▸ **DATASET**
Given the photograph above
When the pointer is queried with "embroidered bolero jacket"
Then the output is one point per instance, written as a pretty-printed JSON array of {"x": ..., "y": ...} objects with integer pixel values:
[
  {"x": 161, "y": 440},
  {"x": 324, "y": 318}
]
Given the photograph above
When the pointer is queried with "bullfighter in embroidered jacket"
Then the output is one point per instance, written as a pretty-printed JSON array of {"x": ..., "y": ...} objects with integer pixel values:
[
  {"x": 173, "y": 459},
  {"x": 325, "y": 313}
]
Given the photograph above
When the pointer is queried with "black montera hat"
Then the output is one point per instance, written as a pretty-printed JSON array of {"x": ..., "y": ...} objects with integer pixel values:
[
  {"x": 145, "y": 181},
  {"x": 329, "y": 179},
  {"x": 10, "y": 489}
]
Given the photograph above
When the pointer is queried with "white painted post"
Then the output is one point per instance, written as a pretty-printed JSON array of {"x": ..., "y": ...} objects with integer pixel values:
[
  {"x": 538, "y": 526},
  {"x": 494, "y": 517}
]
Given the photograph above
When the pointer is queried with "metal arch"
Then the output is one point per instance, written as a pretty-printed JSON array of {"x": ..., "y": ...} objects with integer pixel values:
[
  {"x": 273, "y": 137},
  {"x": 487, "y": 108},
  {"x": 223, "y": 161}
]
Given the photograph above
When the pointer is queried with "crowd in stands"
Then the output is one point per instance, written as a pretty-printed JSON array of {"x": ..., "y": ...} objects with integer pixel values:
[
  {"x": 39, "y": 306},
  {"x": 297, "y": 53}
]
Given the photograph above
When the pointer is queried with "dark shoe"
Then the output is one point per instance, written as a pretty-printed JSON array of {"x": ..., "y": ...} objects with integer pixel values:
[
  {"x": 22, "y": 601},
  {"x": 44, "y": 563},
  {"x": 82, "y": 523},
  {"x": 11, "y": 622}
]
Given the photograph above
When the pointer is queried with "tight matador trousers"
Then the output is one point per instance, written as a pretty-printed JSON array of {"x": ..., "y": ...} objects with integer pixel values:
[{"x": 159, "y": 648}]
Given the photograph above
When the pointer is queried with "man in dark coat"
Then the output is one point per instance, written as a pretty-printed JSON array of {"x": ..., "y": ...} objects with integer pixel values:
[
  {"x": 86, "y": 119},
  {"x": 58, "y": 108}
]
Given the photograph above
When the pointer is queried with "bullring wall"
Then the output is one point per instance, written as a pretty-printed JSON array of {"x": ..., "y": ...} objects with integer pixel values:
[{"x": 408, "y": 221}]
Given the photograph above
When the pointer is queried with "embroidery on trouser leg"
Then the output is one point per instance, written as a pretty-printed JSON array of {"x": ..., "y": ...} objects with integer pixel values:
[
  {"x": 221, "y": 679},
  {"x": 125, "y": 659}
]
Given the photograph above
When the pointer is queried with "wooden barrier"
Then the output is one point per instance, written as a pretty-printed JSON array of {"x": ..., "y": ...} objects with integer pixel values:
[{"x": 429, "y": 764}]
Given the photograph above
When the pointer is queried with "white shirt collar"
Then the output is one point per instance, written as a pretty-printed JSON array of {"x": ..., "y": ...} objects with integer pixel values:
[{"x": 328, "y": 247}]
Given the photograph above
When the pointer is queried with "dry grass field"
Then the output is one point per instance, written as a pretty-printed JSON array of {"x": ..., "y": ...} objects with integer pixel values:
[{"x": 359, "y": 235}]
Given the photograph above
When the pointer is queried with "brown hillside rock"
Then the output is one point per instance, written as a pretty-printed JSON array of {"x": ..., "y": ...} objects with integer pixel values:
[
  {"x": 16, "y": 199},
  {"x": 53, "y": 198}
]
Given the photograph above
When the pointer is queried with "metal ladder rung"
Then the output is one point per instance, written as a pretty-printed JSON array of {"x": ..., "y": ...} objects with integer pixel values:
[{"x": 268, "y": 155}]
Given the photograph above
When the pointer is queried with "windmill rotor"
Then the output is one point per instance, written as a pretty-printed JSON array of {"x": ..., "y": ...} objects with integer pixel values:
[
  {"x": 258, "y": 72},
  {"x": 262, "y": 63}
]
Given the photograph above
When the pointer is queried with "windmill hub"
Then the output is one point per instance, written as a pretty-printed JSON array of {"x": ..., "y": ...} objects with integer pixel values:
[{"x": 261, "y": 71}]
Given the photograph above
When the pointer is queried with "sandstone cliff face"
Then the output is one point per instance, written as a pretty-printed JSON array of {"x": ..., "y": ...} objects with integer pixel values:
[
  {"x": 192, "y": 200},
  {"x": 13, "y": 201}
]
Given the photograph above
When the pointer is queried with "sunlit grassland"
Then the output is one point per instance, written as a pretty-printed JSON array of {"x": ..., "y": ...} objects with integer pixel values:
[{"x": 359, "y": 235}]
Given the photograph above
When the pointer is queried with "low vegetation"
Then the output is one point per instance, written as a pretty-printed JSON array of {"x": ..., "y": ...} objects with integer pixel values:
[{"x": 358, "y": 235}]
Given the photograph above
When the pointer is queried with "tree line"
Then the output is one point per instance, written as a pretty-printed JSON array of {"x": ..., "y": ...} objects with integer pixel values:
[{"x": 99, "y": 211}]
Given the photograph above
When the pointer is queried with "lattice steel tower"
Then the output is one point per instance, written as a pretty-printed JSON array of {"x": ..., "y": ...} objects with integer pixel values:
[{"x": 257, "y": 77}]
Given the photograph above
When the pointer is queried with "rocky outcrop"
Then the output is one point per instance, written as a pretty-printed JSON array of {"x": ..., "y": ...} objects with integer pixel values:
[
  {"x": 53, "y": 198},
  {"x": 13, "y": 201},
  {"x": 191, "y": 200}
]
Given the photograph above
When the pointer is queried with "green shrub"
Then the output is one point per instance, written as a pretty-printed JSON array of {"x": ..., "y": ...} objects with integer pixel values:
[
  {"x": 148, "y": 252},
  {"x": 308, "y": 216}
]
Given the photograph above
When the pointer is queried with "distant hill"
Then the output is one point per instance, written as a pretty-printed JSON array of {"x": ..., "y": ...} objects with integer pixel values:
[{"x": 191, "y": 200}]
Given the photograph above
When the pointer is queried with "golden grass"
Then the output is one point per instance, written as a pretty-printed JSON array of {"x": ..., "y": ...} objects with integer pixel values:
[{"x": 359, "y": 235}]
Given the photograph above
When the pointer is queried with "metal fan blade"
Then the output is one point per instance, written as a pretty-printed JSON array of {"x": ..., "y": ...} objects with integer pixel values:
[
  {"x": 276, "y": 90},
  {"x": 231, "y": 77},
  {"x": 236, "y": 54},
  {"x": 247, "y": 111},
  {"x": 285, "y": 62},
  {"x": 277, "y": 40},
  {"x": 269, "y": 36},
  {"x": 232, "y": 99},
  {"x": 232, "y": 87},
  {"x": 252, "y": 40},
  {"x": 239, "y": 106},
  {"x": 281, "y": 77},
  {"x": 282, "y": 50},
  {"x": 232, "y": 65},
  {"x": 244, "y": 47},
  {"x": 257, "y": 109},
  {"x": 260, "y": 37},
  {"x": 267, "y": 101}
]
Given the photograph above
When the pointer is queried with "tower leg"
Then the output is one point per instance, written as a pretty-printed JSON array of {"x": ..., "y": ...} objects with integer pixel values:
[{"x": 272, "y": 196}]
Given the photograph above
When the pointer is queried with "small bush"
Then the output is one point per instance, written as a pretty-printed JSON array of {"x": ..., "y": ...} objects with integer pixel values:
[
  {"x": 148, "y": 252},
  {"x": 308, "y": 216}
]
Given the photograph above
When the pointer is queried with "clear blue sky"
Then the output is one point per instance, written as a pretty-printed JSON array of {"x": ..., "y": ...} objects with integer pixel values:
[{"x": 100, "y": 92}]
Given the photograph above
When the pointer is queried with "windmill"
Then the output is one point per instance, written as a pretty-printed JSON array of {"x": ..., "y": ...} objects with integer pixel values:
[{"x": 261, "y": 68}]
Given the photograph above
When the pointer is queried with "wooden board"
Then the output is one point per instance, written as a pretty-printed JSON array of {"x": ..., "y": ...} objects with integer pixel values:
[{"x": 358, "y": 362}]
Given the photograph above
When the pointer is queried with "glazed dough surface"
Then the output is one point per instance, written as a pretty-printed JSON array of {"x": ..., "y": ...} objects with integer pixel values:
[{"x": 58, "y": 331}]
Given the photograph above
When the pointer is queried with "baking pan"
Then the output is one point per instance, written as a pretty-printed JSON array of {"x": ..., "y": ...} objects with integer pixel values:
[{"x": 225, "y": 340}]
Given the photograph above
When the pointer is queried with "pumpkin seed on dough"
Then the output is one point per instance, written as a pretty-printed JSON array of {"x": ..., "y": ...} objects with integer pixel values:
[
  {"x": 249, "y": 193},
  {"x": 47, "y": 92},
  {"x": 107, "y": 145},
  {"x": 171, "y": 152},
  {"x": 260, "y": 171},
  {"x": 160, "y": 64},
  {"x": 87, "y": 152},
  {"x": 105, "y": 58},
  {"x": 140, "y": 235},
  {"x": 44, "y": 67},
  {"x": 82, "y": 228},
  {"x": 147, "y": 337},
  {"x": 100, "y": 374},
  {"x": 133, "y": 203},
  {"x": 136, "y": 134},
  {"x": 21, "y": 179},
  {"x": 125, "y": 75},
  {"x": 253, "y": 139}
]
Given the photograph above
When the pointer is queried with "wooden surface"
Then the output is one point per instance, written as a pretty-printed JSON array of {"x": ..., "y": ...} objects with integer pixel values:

▸ **WHAT YOU ARE ASKED TO DO**
Scan the data above for the word "jacket", then copy every line that holds it.

▸ **THE ANSWER**
When the pointer is queried with "embroidered bolero jacket"
When the pointer is queried with "bullfighter in embroidered jacket"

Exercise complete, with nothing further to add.